**DOCUMENT EXCERPT:**
______
Even in an environment of persistently low fuel prices, the airline industry has underperformed against other stock market sectors as of late due to overcapacity concerns and middling revenue growth. The two largest global airlines by revenue, Delta Airlines, Inc. (NYSE:DAL) and American Airlines Group Inc (NASDAQ:AAL), have lagged not just the market, but many of their smaller peers, as the below comparison between the two carriers, the S&P 500 Index, and the NYSE Arca Airline Index demonstrates:
Some investors may see in this chart a buying opportunity, which raises a related question: Which of the two mammoth airlines is the better buy?
It turns out that Delta and American share many similarities, from annual revenue levels to operating characteristics. So bear with me as I run through a series of tables in order to isolate meaningful differences, and thus gain a holistic perspective about which runway your investment dollars should land on.
The top line, the bottom line, and operating cash
|Revenue, Income, Cash Flow||Delta||American|
|TTM operating income||$7.9||$6.2|
|Operating income margin||19.6%||15.5%|
|TTM net profit||$4.8||$6.6|
|TTM operating cash flow||$7.8||$6.2|
The key takeaway in this first table is that, despite nearly identical revenue, Delta enjoys higher operating income than American. In the last 12 months, American showed greater net profit, but this was a function of a $3.0 billion net income tax benefit that the company realized when it reversed a deferred tax asset allowance in December of 2015.
Both companies wring handsome operating cash out of revenue, especially as they function in an extremely capital-intensive industry. Delta, however, has generated $1.5 billion more in operating cash during the last 12 months.
______
**AIM:**
Write out the airline comparison text from "Both companies wring" to "last 12 months.". The lines after this point come from an unrelated source.

**COLLECTED DATA:**
______
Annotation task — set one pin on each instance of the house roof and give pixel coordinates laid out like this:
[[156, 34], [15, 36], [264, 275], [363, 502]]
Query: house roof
______
**RESPONSE BELOW:**
Both companies wring handsome operating cash out of revenue, especially as they function in an extremely capital-intensive industry. Delta, however, has generated $1.5 billion more in operating cash during the last 12 months.